What this task involves: Every record below must be returned exactly as it was received.

§

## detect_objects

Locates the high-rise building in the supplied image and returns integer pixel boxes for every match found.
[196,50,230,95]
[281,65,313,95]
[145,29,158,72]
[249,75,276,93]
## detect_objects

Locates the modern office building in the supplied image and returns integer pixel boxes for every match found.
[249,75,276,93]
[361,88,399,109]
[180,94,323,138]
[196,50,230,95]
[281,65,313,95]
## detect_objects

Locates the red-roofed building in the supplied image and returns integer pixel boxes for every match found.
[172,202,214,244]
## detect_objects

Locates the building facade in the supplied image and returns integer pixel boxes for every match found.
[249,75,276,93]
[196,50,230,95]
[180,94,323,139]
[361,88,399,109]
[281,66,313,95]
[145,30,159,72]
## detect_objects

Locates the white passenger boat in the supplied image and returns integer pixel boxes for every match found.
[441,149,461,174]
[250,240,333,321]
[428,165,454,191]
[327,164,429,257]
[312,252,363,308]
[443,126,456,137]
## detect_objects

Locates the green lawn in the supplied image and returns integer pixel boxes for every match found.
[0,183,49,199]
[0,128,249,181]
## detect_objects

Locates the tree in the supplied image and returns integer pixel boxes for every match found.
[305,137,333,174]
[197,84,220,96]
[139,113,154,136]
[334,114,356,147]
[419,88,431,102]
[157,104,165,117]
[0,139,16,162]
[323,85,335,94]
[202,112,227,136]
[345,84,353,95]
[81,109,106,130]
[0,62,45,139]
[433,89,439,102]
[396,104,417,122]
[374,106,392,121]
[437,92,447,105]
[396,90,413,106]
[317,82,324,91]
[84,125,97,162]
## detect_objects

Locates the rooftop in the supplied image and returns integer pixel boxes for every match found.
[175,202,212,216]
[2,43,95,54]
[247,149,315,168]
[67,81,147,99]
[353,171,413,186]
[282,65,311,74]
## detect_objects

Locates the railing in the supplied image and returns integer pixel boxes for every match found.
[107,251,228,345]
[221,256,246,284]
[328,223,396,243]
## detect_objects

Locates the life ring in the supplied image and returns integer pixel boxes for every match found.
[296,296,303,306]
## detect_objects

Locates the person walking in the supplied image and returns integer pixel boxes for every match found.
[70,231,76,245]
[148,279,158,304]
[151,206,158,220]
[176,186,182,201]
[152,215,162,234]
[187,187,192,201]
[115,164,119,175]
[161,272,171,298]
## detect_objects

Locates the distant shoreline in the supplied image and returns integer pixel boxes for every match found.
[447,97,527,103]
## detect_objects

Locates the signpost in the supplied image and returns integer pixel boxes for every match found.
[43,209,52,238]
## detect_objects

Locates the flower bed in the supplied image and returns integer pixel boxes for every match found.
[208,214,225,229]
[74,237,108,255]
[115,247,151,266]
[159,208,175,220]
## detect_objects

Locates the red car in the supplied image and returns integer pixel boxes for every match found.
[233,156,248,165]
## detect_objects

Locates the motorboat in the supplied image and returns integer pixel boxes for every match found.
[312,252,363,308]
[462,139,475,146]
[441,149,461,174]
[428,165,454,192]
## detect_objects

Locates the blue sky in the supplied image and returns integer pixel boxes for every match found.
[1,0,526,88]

§

Exercise solution:
## detect_objects

Locates the high-rise building in the supplied image and returns integer pixel boxes for every match found.
[196,50,230,95]
[281,65,313,95]
[145,29,158,72]
[249,75,276,93]
## detect_objects

Locates the modern office building in the supplied image and returns integer pixel boxes for every match found.
[249,75,276,93]
[361,88,399,109]
[180,94,323,138]
[196,50,230,95]
[281,65,313,95]
## detect_objects

Locates the red-roofed building in the supplied image and returns integer pixel boxes for every match found.
[172,202,214,244]
## detect_objects

Locates the building facade in the supplied image and returns integer pixel boxes for every match found.
[249,75,276,93]
[196,50,230,95]
[180,94,323,139]
[361,88,399,109]
[281,66,313,95]
[145,30,159,72]
## detect_objects

Locates the white passenger boat in the supplied image and returns integer pixel boxes for every match found.
[441,149,461,174]
[250,240,333,321]
[428,165,454,191]
[327,164,429,257]
[312,252,363,308]
[443,126,456,137]
## detect_objects

Locates the green lawn in the supplied image and returns integer pixel boxes for every match found.
[0,183,49,199]
[0,128,249,181]
## detect_objects

Locates the tree in the supplied image and returns integer pixel boxes for every match found.
[305,137,333,174]
[197,84,220,96]
[139,113,154,136]
[334,114,356,147]
[419,88,431,102]
[157,104,165,117]
[0,139,16,162]
[323,85,335,94]
[202,112,227,136]
[345,84,353,95]
[81,109,106,130]
[0,62,45,139]
[433,89,439,102]
[396,104,417,122]
[374,106,392,121]
[437,92,447,105]
[396,90,413,106]
[317,82,324,91]
[84,125,97,162]
## detect_objects

Locates the rooftop in the supplied image and returns integer pixel boxes for every match found.
[175,202,212,216]
[2,43,95,54]
[247,149,315,168]
[67,81,147,99]
[353,171,413,186]
[282,65,311,74]
## detect_objects

Locates the railing in the supplied image and returns integer pixel boxes for every match found.
[107,251,228,345]
[221,256,246,284]
[328,223,396,243]
## detect_objects

Locates the life ring in the supplied image and returns integer pixel boxes for every match found.
[296,296,303,306]
## detect_objects

Locates the person walking in the supplied image and returns integer pixel boxes for every match found.
[70,231,76,245]
[148,279,158,304]
[151,206,158,220]
[176,186,182,201]
[152,215,162,234]
[187,187,192,201]
[115,164,119,175]
[161,272,171,298]
## detect_objects

Locates the distant shoreline in the supplied image and returns integer pixel boxes for every match found.
[447,97,527,103]
## detect_objects

Locates the signpost in the supplied image and returns integer pixel boxes for every match found.
[43,209,52,238]
## detect_objects

Locates the flower bed in the supplied image and returns integer pixel boxes for every match found.
[208,214,225,229]
[74,237,108,255]
[115,247,151,266]
[159,208,175,220]
## detect_objects

Locates the red car in the supplied image and returns integer pixel boxes for every match found.
[233,156,248,165]
## detect_objects

Locates the motorboat in the supplied image and returns integer pixel boxes for every match found.
[312,252,363,308]
[462,139,475,146]
[441,149,461,174]
[428,165,454,192]
## detect_objects

Locates the blue sky in the supplied image and returns integer pixel boxes for every match found.
[1,0,526,88]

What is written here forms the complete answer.